_What is expected_
Collect every line of the entries below that contains the string "shirt", copying each one in full. Treat uppercase and lowercase letters as distinct when matching.

┌────────

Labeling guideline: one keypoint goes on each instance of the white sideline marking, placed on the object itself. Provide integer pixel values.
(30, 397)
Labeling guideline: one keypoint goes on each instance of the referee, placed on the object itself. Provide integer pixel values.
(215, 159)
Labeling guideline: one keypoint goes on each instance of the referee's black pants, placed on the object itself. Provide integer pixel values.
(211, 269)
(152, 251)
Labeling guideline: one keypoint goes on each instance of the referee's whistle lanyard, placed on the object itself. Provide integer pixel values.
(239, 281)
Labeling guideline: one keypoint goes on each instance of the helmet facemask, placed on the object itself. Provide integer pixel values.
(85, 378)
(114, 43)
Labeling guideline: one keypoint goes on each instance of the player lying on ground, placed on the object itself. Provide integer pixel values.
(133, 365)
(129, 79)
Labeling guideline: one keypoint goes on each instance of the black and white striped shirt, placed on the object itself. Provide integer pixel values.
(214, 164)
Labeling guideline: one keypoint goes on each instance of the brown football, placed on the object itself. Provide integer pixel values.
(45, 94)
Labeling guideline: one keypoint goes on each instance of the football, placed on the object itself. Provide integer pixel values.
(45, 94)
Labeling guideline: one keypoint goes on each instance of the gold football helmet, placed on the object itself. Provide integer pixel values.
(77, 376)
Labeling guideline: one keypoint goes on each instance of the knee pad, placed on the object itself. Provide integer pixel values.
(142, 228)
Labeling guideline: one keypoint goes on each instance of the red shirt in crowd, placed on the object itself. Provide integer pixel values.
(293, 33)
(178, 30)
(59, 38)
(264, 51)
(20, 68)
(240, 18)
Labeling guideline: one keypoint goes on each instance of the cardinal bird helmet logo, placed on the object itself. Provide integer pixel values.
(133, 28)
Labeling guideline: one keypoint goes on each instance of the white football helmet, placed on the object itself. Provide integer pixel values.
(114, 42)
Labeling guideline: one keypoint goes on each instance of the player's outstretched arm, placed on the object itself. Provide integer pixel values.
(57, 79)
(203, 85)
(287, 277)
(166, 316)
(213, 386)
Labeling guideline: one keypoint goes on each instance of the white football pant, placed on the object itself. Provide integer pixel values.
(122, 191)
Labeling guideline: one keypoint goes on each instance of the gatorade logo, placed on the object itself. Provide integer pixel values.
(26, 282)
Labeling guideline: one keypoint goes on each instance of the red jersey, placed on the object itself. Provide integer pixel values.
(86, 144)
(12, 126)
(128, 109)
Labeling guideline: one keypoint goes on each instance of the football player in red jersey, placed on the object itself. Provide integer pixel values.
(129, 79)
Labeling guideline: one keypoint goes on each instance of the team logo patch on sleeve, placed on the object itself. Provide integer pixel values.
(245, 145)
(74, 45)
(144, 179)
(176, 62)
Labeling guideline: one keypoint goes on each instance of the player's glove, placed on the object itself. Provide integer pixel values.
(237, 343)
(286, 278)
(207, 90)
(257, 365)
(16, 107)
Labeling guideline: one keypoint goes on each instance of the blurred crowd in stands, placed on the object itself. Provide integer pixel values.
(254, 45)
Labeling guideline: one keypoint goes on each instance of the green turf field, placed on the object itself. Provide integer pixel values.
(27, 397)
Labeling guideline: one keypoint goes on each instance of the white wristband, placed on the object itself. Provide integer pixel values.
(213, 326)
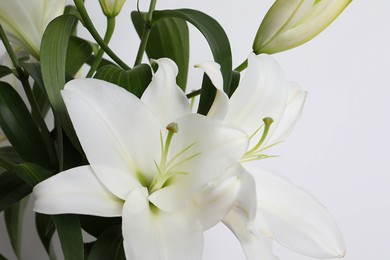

└────────

_Solution below_
Labeling guideline: one keypoint goes on each instance of the black and white striped shirt, placed on the object itself. Provide integer pixel values.
Labeling guideline: one keypoint goes on each instance of the red shirt in crowd, placed on the object itself. Provide integer pixel values.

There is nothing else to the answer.